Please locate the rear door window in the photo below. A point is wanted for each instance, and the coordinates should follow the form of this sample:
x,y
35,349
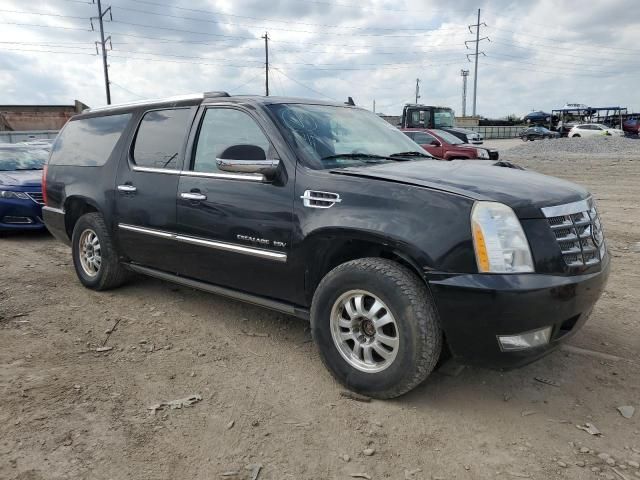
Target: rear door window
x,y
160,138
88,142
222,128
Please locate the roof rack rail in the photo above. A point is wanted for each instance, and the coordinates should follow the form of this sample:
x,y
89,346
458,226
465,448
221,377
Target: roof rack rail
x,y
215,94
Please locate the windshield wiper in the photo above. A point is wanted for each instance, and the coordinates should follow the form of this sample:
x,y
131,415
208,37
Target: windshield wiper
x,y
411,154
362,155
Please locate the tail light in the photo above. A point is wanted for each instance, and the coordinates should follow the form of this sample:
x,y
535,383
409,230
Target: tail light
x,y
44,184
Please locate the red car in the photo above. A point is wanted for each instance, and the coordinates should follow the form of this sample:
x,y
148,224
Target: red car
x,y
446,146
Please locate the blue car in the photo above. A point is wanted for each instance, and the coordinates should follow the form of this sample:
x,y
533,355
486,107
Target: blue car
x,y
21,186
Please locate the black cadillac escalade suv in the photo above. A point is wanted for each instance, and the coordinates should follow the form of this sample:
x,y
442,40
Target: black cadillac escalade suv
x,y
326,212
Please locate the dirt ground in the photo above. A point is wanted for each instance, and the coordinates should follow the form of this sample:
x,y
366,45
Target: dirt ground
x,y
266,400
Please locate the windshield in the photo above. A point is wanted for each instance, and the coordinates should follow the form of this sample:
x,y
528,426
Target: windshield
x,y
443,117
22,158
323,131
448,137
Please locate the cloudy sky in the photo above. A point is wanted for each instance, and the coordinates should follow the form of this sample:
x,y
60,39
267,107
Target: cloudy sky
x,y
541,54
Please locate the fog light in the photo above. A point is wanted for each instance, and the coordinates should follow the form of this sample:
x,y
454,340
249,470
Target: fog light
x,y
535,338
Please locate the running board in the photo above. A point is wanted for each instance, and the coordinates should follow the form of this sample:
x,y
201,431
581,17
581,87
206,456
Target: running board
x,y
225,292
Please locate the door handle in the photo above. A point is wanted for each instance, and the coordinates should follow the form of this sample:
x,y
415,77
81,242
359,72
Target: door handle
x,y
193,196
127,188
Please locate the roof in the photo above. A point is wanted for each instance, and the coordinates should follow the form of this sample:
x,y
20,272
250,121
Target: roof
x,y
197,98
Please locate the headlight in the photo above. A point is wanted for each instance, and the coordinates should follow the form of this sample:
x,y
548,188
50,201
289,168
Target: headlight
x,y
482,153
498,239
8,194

**Your instructions**
Return the records exactly as they stand, and drop every picture.

**Task answer**
Please locate the rear door window in the photo below. A point is wanted for each instance, and the coordinates should follow the form of this sample:
x,y
35,349
Target: rear door window
x,y
160,138
88,142
222,128
Please locate the roof rack rail in the photo above. A point is wanted for each instance, and the coordinates should follow the form of this sample:
x,y
89,346
458,226
465,448
221,377
Target: roof rack rail
x,y
215,94
Please locate the windshield wiper in the photo above. A point is wanted for each instance, and the coordinates should follow the form of this sample:
x,y
131,415
208,37
Target: windshield wiper
x,y
411,154
362,155
Please locate the tail light in the photo above. A point is wanted for each instance, and the coordinates should follow the form of this sample:
x,y
535,383
409,230
Target: tail light
x,y
44,184
Please locate the red car in the photo above. A point is wanted for each instance, and the coordinates should follow the form of this sample:
x,y
148,224
Target: red car
x,y
446,146
Please locate the blue car in the photo above. A point is wanted for each instance, and the coordinates should follow the form of this sample:
x,y
533,355
486,107
Target: blue car
x,y
21,186
Please locate the black cadillac escalade suv in the photo above. A point is wanted for each instance, and the coordinates should follow the form of this sample:
x,y
442,40
Target: black cadillac escalade suv
x,y
326,212
Please locate the dirt ground in the photo above. A point is wanted for each instance, and the coordinates should follow the form of this sample:
x,y
366,45
Target: dirt ground
x,y
266,400
Please locate the windshield in the photo above. A point is wanted for each instance, and the coordinates should follow the form of this sample:
x,y
528,426
Target: windshield
x,y
443,117
22,158
323,131
448,137
Please locate the cloudy sky in the photo above. A point is wanted for each instance, and the coordinates should follow the form of this sample:
x,y
60,39
267,107
Target: cloudy sky
x,y
541,54
Please locate the fog light in the photo above. A point is wanted for each instance, and the coordinates should follow the form of this sample:
x,y
454,340
249,470
Target: fog light
x,y
535,338
Please locate the running board in the photo above. A point is wanted for each instance, and the coordinates should follow the form of this sample:
x,y
201,431
581,17
581,87
206,456
Target: running board
x,y
225,292
Please locate the door handle in the photo above. A point is wanted for each instance, and the coordinates should follow the form of this sample:
x,y
415,77
81,242
359,72
Target: door handle
x,y
193,196
127,188
Please locate the roof in the photo above. A point is wanted for each instance, and the coordinates should follow the form of this sample:
x,y
20,272
250,121
Target: roof
x,y
197,98
Please locate the headlight in the photo above. A point is wanted for each instance, and the coordinates should follow the form of this sample:
x,y
548,188
50,201
289,168
Target: headlight
x,y
482,153
498,239
8,194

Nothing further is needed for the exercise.